DATA FOR THE TASK:
* BEGIN *
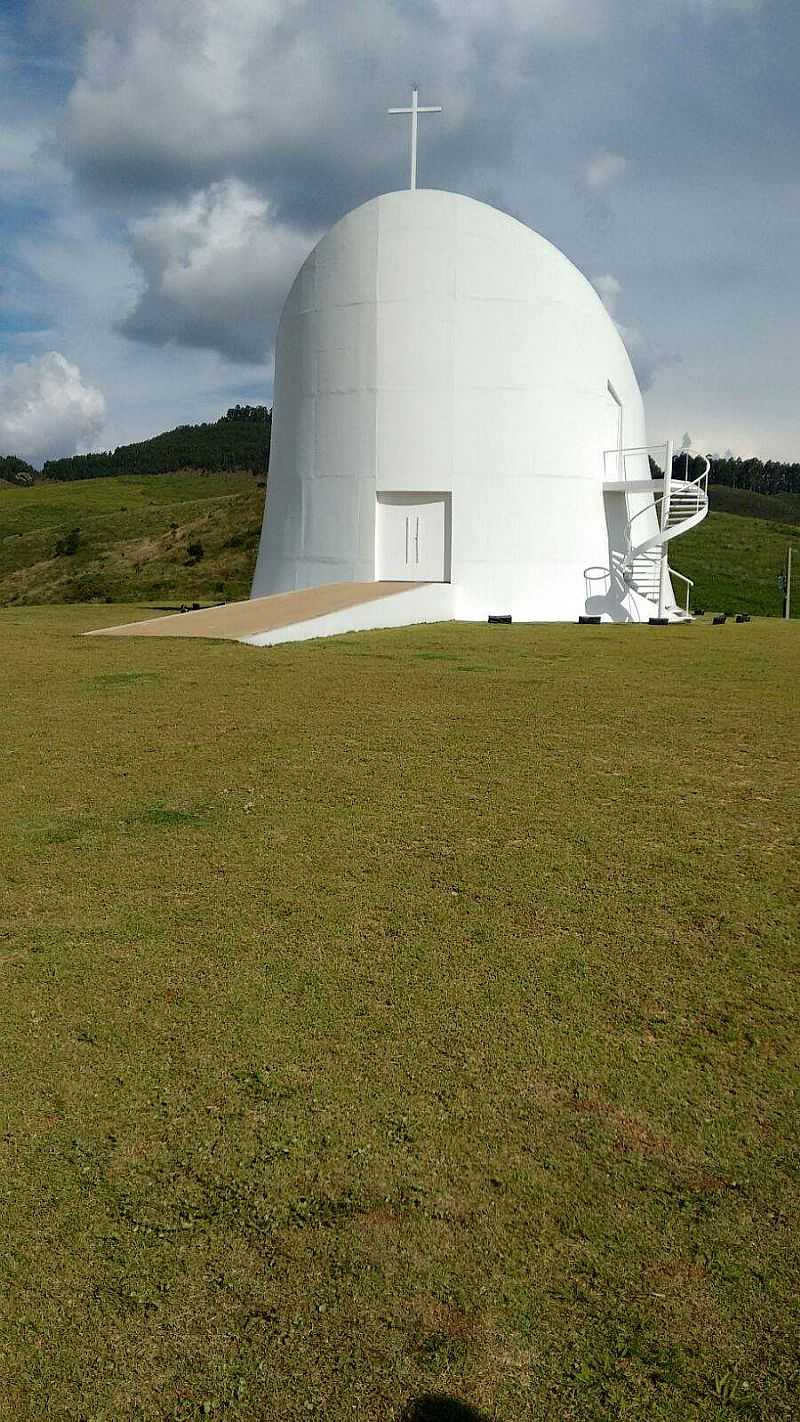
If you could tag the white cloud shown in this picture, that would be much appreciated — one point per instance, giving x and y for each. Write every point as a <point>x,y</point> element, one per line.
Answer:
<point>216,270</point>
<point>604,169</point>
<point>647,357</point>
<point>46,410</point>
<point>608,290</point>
* END *
* BEGIN *
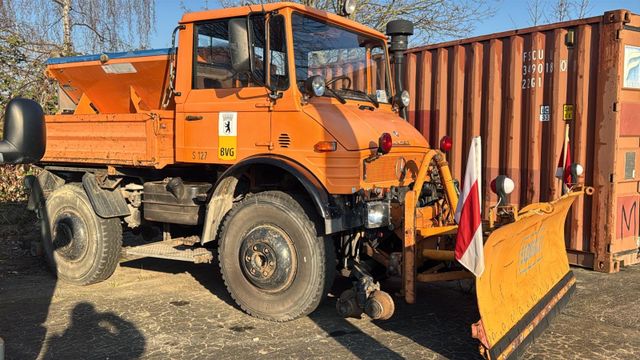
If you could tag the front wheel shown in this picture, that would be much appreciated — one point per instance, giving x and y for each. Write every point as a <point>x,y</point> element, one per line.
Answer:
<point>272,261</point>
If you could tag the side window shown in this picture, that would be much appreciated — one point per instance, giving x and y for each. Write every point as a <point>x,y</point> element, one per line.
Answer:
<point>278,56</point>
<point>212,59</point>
* END *
* BEGIN *
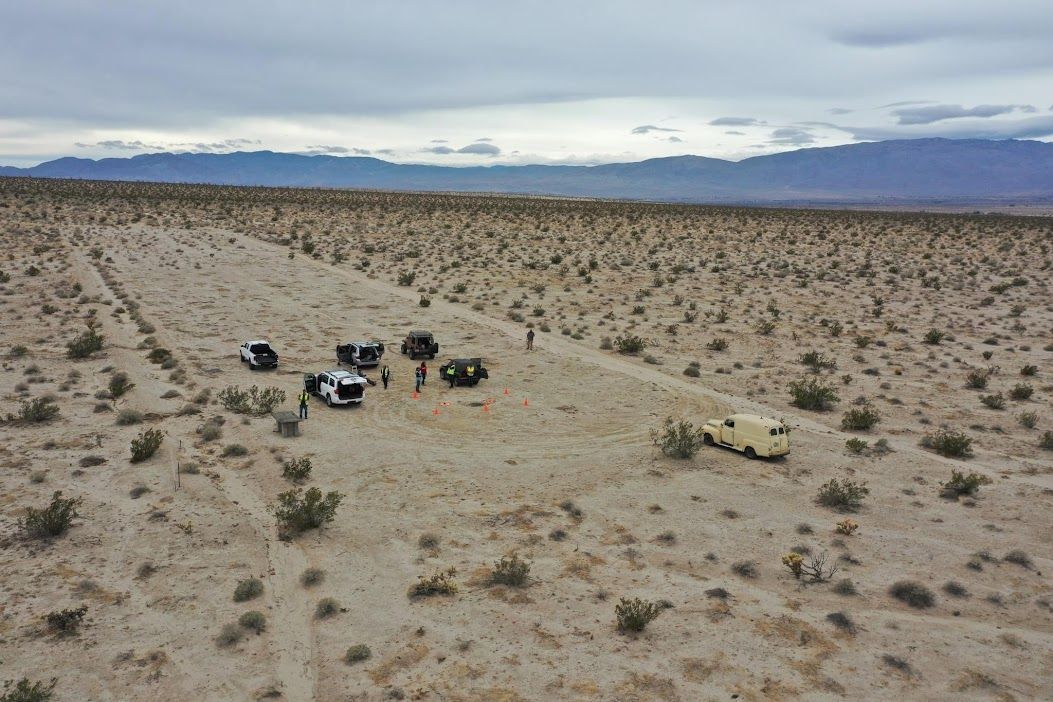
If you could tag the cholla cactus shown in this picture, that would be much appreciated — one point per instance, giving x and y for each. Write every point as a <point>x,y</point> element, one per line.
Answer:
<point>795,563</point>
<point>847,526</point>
* END *
OBJECTIVE:
Output the lines running from the line with "If you could tag the side" to the line with "<point>212,59</point>", with both of those lines included, copied exactly as they appear in the records.

FULL OUTPUT:
If you could tag the side window shown in this picture, that would be much appreciated — one point per instance, giving x and y for each. Write every point as a <point>x,y</point> element, one per line.
Answer:
<point>278,56</point>
<point>212,59</point>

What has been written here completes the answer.